2. Le programme « Bâtiments Basse Energie »
Il s’agit, dans le contexte international de politique environnementale
visant à diviser par 2 les émissions de gaz à effet de serre, et de 4 au niveau français à l’horizon 2050, de promouvoir
les bâtiments économes en énergie. La Région Alsace a donc signé le 18 novembre 2005 avec l’Etat une convention cadre pour
lancer la deuxième phase du programme Energivie afin de diviser par 4 les consommations énergétiques des bâtiments en Alsace
d’ici à 2025. Le programme « Bâtiment Basse Energie » (56 millions d’euros - ADEME+région -) pour l’ensemble des actions,
vise à obtenir des bâtiments résidentiels consommant 50 kWh/m2.an (au lieu des 250 kWh/m2.an actuellement constatés dans
l’ancien) pour la production de chaud et de froid. Les principaux outils de ce programme sont : un fonds tiers investisseur,
un appel à projets, un centre de ressources, des formations, un label régional en déclinaison d’Effinergie, des
campagnes de communication ciblées. Lancé en mars 2007 et ouvert jusqu’au 30 septembre 2008, l’appel à projets ADEME/ région
Alsace s’adresse aux maîtres d’ouvrage publics et privés et concerne tous les projets de construction et de réhabilitation.

Entrées d'un jeu de données
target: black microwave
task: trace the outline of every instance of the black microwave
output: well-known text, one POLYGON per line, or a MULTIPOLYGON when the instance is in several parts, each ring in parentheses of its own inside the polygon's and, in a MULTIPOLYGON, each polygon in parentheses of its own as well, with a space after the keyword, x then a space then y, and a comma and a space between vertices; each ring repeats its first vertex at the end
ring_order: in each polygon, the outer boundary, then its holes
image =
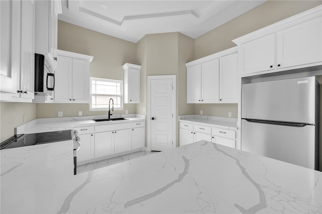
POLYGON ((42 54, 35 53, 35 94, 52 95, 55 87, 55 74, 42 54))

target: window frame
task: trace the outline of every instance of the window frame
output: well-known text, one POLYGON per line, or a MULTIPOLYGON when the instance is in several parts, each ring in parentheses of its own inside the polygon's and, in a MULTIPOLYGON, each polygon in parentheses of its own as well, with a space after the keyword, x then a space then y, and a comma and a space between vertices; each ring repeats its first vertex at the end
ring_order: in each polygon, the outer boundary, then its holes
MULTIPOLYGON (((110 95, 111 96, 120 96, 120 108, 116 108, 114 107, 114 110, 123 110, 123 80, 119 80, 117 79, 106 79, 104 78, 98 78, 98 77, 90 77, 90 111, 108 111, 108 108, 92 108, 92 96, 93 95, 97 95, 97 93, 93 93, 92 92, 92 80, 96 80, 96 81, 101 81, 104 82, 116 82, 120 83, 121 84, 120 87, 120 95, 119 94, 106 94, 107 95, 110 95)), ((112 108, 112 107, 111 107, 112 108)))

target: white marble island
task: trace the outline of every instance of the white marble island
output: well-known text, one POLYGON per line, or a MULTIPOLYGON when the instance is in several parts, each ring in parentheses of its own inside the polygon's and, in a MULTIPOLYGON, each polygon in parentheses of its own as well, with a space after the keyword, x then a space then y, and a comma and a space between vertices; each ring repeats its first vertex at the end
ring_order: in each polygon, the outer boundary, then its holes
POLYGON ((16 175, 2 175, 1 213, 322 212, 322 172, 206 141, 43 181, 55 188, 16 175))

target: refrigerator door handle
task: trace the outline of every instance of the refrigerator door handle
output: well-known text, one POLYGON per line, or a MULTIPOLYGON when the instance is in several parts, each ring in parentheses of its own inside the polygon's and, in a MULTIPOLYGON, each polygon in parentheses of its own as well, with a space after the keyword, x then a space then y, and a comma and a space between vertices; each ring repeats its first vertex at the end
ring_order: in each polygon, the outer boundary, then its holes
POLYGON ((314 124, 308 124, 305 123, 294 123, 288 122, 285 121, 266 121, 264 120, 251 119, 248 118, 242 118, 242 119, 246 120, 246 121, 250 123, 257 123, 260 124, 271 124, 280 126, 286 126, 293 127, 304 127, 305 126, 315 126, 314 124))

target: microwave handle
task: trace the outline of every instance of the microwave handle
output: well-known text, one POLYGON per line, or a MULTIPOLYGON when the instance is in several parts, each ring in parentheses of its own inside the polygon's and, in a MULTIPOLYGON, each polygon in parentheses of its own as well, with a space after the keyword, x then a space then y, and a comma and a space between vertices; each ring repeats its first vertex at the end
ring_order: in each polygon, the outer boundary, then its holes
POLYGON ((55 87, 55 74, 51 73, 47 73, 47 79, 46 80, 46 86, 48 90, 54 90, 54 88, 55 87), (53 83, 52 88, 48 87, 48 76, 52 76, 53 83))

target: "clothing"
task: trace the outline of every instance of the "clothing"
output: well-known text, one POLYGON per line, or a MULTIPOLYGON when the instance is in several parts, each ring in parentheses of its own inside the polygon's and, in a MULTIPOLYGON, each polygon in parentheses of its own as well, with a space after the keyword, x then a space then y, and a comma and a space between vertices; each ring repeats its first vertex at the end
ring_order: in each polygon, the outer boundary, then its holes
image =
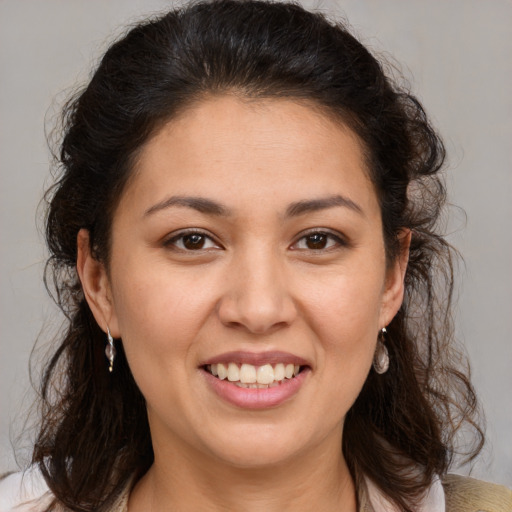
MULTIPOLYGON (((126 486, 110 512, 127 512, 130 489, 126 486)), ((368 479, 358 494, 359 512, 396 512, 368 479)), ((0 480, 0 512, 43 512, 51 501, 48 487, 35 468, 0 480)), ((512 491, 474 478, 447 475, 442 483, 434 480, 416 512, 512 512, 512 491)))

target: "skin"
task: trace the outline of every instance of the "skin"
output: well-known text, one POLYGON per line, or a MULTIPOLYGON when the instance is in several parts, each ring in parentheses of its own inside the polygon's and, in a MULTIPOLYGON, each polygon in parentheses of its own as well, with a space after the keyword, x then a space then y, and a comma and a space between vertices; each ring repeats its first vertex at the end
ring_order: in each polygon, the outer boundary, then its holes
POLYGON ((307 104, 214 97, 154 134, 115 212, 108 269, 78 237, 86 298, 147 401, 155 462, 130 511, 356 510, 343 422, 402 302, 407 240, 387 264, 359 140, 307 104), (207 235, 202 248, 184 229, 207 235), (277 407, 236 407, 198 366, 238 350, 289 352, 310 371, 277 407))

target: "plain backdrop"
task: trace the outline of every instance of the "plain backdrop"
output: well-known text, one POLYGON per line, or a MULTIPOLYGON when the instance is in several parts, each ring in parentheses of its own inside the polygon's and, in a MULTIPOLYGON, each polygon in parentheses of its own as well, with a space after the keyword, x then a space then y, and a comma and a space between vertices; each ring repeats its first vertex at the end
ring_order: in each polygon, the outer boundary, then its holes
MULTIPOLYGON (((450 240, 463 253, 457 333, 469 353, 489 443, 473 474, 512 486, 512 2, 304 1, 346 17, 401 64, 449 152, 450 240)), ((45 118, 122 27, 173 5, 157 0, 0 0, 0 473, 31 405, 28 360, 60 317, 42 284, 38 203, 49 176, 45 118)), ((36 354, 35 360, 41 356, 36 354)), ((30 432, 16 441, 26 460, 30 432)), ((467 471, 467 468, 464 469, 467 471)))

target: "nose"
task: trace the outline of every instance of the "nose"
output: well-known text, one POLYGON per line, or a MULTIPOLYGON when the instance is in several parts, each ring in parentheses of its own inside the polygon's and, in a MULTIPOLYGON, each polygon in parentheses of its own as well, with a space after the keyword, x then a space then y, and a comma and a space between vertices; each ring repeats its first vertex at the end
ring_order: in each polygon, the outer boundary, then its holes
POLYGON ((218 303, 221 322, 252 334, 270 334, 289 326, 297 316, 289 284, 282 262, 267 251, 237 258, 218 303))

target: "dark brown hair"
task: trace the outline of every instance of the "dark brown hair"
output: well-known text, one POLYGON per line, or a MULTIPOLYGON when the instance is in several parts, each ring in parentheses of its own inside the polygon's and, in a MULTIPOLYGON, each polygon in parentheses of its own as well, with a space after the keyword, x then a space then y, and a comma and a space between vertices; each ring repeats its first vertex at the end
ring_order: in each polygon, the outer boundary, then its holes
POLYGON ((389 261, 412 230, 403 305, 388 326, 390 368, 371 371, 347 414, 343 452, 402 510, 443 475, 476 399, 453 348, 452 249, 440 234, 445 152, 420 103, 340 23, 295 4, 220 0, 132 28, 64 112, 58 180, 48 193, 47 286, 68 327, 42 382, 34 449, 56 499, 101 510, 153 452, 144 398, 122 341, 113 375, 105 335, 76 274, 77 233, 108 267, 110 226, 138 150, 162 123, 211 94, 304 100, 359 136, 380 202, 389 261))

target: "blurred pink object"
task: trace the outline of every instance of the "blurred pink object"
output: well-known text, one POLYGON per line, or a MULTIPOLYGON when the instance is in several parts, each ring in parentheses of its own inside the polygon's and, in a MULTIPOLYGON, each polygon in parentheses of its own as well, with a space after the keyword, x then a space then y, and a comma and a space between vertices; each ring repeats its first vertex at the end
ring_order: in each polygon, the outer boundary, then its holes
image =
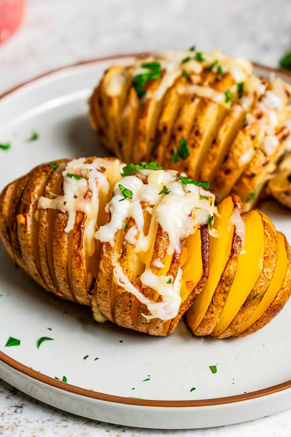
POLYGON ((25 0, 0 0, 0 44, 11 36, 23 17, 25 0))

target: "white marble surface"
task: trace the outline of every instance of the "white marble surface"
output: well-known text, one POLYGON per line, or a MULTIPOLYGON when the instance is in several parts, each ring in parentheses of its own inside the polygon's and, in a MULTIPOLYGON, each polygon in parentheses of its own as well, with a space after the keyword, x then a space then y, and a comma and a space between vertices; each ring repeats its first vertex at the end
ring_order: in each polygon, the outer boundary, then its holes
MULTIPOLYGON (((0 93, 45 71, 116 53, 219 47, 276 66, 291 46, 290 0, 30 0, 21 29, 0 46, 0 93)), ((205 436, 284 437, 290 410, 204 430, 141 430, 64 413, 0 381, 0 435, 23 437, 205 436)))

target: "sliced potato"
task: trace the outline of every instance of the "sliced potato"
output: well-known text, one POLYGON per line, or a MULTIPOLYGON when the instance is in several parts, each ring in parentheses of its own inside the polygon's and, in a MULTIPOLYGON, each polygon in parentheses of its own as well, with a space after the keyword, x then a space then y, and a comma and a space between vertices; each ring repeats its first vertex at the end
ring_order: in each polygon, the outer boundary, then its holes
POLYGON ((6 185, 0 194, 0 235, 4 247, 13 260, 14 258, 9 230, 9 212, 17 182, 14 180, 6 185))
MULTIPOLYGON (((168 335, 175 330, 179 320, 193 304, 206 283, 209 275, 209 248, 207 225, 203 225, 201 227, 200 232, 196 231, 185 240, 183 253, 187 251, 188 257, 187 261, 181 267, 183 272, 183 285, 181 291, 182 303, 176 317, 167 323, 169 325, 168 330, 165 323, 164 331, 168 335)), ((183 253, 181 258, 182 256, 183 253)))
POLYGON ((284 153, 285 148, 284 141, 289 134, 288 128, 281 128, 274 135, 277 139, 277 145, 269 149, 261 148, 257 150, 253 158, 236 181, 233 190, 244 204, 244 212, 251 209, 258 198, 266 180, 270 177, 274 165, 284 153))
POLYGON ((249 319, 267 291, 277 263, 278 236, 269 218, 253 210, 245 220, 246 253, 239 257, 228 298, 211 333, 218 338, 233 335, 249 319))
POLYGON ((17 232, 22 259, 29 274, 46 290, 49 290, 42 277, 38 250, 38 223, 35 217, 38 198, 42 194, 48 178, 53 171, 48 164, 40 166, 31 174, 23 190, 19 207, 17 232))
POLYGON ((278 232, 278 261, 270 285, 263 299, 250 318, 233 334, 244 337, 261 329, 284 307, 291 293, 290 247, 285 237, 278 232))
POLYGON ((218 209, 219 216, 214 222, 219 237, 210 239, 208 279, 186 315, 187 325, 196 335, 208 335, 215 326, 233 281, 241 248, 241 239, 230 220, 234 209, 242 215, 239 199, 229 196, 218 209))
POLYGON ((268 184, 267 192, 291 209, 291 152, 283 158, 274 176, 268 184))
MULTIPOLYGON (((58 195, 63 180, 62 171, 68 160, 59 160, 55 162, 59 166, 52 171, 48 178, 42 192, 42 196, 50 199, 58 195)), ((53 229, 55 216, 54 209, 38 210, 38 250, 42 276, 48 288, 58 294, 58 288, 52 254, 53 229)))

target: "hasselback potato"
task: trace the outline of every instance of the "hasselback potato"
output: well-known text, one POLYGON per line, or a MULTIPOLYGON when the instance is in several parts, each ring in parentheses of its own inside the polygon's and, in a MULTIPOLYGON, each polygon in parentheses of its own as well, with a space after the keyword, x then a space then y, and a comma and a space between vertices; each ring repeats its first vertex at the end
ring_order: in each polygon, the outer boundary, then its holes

[À compléter]:
1. Les phrases (a), (b) et (c) correspondent-elles à l'extrait ? Répondez par oui ou par non et citez chaque fois les mots de l'extrait qui tranchent. (a) L'appel à projets a été lancé en mars 2007. (b) La Région Alsace a signé la convention cadre avec l'ADEME. (c) L'appel à projets ne vise que les maîtres d'ouvrage publics.
2. D'après l'extrait, combien d'énergie les bâtiments résidentiels devraient-ils consommer grâce au programme « Bâtiment Basse Energie » ?
3. Transformez en liste le paragraphe de l'extrait qui commence par « Il s’agit, dans le contexte international ». Gardez-en les faits principaux.

[Réponses par consigne]:
1.
(a) Oui : « Lancé en mars 2007 et ouvert jusqu’au 30 septembre 2008 ».
(b) Non : « La Région Alsace a donc signé le 18 novembre 2005 avec l’Etat une convention cadre ».
(c) Non : « s’adresse aux maîtres d’ouvrage publics et privés ».

2. 50 kWh/m2.an pour la production de chaud et de froid.

3.
- Contexte : une politique environnementale internationale vise à diviser par 2 les émissions de gaz à effet de serre, et par 4 au niveau français, d'ici 2050. Le but est de promouvoir les bâtiments économes en énergie.
- 18 novembre 2005 : la Région Alsace et l'État signent une convention cadre. Elle lance la deuxième phase du programme Energivie, qui doit diviser par 4 la consommation énergétique des bâtiments en Alsace d'ici 2025.
- Programme « Bâtiment Basse Energie » : il dispose de 56 millions d'euros (ADEME et région). Il vise 50 kWh/m2.an pour les bâtiments résidentiels, contre 250 kWh/m2.an constatés dans l'ancien, pour le chaud et le froid.
- Outils : un fonds tiers investisseur, un appel à projets, un centre de ressources, des formations, un label régional dérivé d'Effinergie et des campagnes de communication ciblées.
- Appel à projets ADEME/région Alsace : il est ouvert de mars 2007 au 30 septembre 2008 aux maîtres d'ouvrage publics et privés. Il porte sur tous les projets de construction et de réhabilitation.